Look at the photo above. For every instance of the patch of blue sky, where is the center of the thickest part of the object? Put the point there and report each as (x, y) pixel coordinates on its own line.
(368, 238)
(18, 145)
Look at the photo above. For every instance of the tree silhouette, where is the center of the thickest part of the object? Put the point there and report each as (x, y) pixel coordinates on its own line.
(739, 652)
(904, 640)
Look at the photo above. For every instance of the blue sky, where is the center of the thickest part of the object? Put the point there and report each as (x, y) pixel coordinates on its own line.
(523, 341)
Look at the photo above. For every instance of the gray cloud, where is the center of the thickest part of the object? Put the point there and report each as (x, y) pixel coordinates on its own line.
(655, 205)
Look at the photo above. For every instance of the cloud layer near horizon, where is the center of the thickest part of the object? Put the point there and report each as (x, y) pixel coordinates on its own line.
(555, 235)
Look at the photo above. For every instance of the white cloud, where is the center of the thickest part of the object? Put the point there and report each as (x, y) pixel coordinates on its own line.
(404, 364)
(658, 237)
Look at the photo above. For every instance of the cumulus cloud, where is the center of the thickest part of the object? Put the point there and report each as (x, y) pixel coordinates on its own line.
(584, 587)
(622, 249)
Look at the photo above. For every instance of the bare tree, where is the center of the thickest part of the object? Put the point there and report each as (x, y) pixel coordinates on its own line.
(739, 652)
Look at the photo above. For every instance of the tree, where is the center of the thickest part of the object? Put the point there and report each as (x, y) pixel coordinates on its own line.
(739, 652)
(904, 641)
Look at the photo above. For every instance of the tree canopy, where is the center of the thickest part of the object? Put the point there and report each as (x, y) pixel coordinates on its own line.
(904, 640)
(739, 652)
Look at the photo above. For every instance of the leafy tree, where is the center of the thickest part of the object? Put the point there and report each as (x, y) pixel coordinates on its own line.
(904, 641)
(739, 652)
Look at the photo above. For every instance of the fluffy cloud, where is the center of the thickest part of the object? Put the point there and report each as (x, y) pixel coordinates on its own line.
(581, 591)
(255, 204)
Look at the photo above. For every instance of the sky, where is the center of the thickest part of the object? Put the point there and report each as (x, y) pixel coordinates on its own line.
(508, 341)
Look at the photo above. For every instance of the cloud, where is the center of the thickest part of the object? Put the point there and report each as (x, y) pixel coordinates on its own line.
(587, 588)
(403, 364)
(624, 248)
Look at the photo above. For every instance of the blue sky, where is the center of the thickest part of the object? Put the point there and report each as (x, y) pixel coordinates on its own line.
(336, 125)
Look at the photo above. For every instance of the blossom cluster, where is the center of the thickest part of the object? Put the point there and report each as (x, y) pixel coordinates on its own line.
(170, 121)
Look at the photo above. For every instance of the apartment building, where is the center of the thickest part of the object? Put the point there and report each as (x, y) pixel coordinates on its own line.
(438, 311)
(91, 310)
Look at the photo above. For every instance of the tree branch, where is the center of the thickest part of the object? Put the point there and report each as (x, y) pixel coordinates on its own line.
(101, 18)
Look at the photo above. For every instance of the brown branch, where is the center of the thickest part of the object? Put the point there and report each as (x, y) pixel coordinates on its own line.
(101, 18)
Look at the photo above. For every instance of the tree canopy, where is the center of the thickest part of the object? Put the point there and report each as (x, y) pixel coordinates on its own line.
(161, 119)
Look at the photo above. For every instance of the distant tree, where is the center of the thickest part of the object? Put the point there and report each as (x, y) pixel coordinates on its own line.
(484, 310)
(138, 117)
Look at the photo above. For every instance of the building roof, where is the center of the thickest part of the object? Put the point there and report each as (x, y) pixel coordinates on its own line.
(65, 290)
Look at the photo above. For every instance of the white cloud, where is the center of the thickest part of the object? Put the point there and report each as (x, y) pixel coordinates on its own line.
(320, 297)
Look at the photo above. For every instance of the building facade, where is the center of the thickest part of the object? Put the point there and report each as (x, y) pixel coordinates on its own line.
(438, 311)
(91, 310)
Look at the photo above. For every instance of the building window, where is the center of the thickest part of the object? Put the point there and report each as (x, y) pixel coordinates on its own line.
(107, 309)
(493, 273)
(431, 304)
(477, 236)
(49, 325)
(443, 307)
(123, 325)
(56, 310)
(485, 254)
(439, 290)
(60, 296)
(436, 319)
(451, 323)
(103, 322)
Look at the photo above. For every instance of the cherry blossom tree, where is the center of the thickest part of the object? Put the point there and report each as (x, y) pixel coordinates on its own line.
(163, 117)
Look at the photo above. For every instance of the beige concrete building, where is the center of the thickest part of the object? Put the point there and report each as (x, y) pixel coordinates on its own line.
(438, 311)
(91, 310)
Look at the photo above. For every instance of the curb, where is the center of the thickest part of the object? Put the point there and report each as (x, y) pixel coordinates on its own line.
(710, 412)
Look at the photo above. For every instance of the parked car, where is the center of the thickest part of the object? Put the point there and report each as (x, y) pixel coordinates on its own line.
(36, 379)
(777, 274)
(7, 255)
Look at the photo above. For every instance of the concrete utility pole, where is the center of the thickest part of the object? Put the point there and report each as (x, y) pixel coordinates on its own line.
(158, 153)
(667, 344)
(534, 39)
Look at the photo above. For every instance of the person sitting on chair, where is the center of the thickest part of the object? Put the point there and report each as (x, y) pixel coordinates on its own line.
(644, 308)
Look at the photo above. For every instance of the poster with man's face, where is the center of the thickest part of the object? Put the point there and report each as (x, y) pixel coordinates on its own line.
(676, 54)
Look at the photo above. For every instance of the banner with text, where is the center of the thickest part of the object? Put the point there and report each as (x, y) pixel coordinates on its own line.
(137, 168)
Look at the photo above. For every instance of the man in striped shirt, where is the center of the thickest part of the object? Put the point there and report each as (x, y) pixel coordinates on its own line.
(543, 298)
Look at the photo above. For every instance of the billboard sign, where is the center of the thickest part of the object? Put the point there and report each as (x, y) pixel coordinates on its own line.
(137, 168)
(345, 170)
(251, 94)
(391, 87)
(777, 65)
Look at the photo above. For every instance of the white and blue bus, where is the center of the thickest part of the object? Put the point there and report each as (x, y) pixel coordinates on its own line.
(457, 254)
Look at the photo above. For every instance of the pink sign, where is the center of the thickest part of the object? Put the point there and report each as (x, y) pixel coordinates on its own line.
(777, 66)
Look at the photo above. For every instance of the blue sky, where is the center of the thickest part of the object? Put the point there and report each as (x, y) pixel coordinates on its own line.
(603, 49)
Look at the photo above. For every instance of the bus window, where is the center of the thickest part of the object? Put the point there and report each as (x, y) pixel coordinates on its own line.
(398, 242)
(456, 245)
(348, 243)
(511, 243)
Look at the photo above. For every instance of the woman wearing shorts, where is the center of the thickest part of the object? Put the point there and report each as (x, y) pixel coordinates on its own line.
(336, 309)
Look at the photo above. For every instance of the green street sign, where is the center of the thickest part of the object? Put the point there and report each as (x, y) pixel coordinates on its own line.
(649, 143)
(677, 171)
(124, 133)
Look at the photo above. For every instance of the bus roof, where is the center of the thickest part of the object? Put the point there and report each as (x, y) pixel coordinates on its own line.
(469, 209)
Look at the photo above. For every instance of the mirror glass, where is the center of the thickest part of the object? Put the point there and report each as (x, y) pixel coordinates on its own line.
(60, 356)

_ _ _ _

→ **WHAT IS NEEDED**: Line by line, output the data precisely as shown above.

→ **RESULT FOR THIS TASK**:
Look at the photo above. For every instance of the patch of blue sky, where is the center of the thickest part of the object? Put the point there and report each as (x, y) pixel coordinates on its own line.
(368, 238)
(18, 145)
Look at the photo above. For every instance of the tree silhouette, where is the center of the thickest part of the object? Put the point there and report each as (x, y) pixel coordinates on its own line.
(739, 652)
(904, 640)
Look at the photo above. For every instance of the blue sky, where is the center of the thickest part of the object? Put the point there and report each as (x, y) pixel coordinates on its own line.
(523, 341)
Look at the photo above. For every instance of the gray cloud, where is the center of the thickest part of the object? Put the point there and report each as (x, y) pixel coordinates on its own line.
(655, 205)
Look at the photo above. For every instance of the cloud layer near horizon, where is the center of the thickest part of the object? Put the point there and report each as (x, y) pixel coordinates on its own line.
(555, 235)
Look at the photo above. For every instance of the white cloud, where is the center of the thickest part of the object? Put the point there and report each as (x, y) pixel coordinates on its own line.
(404, 364)
(658, 237)
Look at the photo above. For every instance of the cumulus cloud, where is the center of the thickest part of the object? Put the point there and report each as (x, y) pixel coordinates on its own line.
(584, 587)
(622, 249)
Look at the photo above. For every instance of the bare tree, where is the center of the thickest part of the object? Put the point there and report each as (x, y) pixel coordinates on its own line.
(739, 652)
Look at the photo above. For every instance of the tree, where is the center of the thickest part of the object? Put the point there and report each as (x, y) pixel coordinates on its own line.
(739, 652)
(904, 641)
Look at the photo above. For every instance of the tree canopy, where is the center of the thickest part of the object? Put the point there and report each as (x, y) pixel coordinates on its own line.
(904, 640)
(739, 652)
Look at the photo above. For every instance of the leafy tree, where is the center of the thickest part of the object? Put the point there and report each as (x, y) pixel coordinates on its own line.
(904, 641)
(739, 652)
Look at the photo above. For every instance of the fluffy cloud, where is the center of the thickest part of the object? Put the point there and report each as (x, y) pixel coordinates on its own line.
(581, 591)
(255, 204)
Look at the photo above. For every instance of the sky, where is the center of the thickest part of the object? Put the point there and report each as (x, y) pixel coordinates on its own line.
(508, 341)
Look at the photo above. For every instance of the cloud, where is the center of the thickest part of the object? Put the point there and report each as (x, y) pixel coordinates on its own line.
(587, 588)
(403, 364)
(624, 248)
Look at the photo above. For every instance of the blue sky, where is the center of the thickest part of the object? Put the point there and report each as (x, y) pixel coordinates on its own line.
(336, 125)
Look at the photo above. For every instance of the blossom cluster, where is the center of the thickest part of the object? Put the point there and report each as (x, y) pixel coordinates on its own line.
(170, 121)
Look at the photo above. For every instance of the apartment building, where is the center of the thickest part of the object? Put the point there and report each as (x, y) pixel coordinates on its own line.
(438, 311)
(91, 310)
Look at the photo above. For every instance of the tree branch, where is the center of the thickest part of the object? Put the point there and report each as (x, y) pixel coordinates on its own line.
(101, 18)
Look at the photo above. For every instance of the brown branch, where is the center of the thickest part of the object? Put the point there and report each as (x, y) pixel coordinates on its own line.
(101, 18)
Look at the photo above. For every instance of the tree canopy, where is the center of the thickest part of the object? Put the point there and report each as (x, y) pixel coordinates on its own line.
(161, 119)
Look at the photo above. For every instance of the distant tree, where is the center of the thickest part of the object? Put the point there and report each as (x, y) pixel coordinates on its own line.
(484, 310)
(138, 117)
Look at the photo above. For every instance of the building roof, where is the center of the thickest part of the object? Put the point there and report each as (x, y) pixel coordinates on its own line.
(65, 290)
Look at the photo above. For every instance of the white cloud, where is the center of the thickest part of the object? Put the point there and report each as (x, y) pixel coordinates on its own line.
(320, 297)
Look at the photo above. For every instance of the building facade, where is the center of the thickest part of the object? Put the point there and report each as (x, y) pixel coordinates on its own line.
(438, 311)
(91, 310)
Look at the photo above. For every instance of the building window, where is the center of the thickest part of the object? Put the point there and report each as (x, y) pixel coordinates on its own line.
(107, 309)
(493, 273)
(431, 304)
(477, 236)
(49, 325)
(443, 307)
(123, 325)
(56, 310)
(485, 254)
(439, 290)
(60, 296)
(436, 319)
(451, 323)
(103, 322)
Look at the photo above. For every instance of the cherry blossom tree, where is the center of the thickest part of the object? Put the point there and report each as (x, y) pixel coordinates on its own line.
(163, 117)
Look at the photo above. For every instance of the beige concrete building, where is the center of the thickest part of the object? Put the point there and report each as (x, y) pixel coordinates on its own line.
(438, 311)
(91, 310)
Look at the photo above. For every instance of the curb, where is the center of the thickest part of the object? Put the point there and report each as (x, y) pixel coordinates on its own line.
(710, 412)
Look at the photo above. For every instance of the parked car, where is the center of the thickest part of the object? Put the point there and report each as (x, y) pixel coordinates on its own line.
(36, 379)
(777, 274)
(7, 255)
Look at the photo above. For every instance of the concrete utility pole, where is the center of the thickest part of the object? Put the point there and report each as (x, y) pixel coordinates on its own line.
(158, 153)
(667, 344)
(534, 39)
Look at the photo above. For every instance of the person sitting on chair, where is the center of the thickest part of the object? Put the point there and report each as (x, y) pixel coordinates on its own line.
(644, 308)
Look at the photo above. For every instance of the poster with man's face, where is the center of the thickest part of the object? Put the point there and report each as (x, y) pixel coordinates on its own line.
(676, 54)
Look at the photo above. For every instance of the banner with text, where is the center of the thickest part of the object? Put the point there and report each as (x, y) pixel coordinates on its own line.
(137, 168)
Look at the photo above. For every instance of the man in striped shirt, where is the center of the thickest part of the object? Put the point there and report each as (x, y) pixel coordinates on its own line.
(543, 298)
Look at the photo above. For every instance of the billboard sign, where is the center of the thickest part of the object? Put the point there and report each as (x, y) pixel coordinates on its own line.
(137, 168)
(345, 170)
(251, 94)
(391, 87)
(777, 65)
Look at the photo above. For every instance of the white and blue bus, where is the center of the thickest part of the object? Put the point there and report each as (x, y) pixel coordinates on its own line.
(457, 254)
Look at the photo above. For every instance of the pink sign, where is the center of the thickest part of the object? Put the point there and report each as (x, y) pixel coordinates on its own line.
(777, 66)
Look at the photo above. For every instance of the blue sky, where is the center of the thickest part of the object? Put the point there and report each as (x, y) pixel coordinates on its own line.
(603, 49)
Look at the photo above. For every instance of the bus window, where is the center of the thickest part of the object? Put the point there and report each as (x, y) pixel coordinates on its own line.
(398, 242)
(456, 245)
(348, 243)
(511, 243)
Look at the photo above. For every instance of the woman wearing shorts, where is the center of the thickest part of the object? Put the point there and report each as (x, y) pixel coordinates on its own line.
(336, 309)
Look at the photo above. For every instance of the green street sign, where is the center of the thickest part of the object? Put the point there and report each as (x, y) pixel coordinates on its own line.
(649, 143)
(677, 171)
(124, 133)
Look at the photo above. For every instance of the bus roof, where is the center of the thickest part of the object? Put the point there and report each as (x, y) pixel coordinates on its own line.
(469, 209)
Look at the photo above. For every instance of the mirror glass, where is the center of the thickest part of the object? Put the point there and report each as (x, y) pixel coordinates on its own line.
(60, 356)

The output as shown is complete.